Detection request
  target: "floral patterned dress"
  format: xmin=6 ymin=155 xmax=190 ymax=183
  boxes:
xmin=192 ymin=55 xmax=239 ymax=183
==================================================
§ Prompt: Count the lines above that contain the string "ymax", and give only the number.

§ The output: 2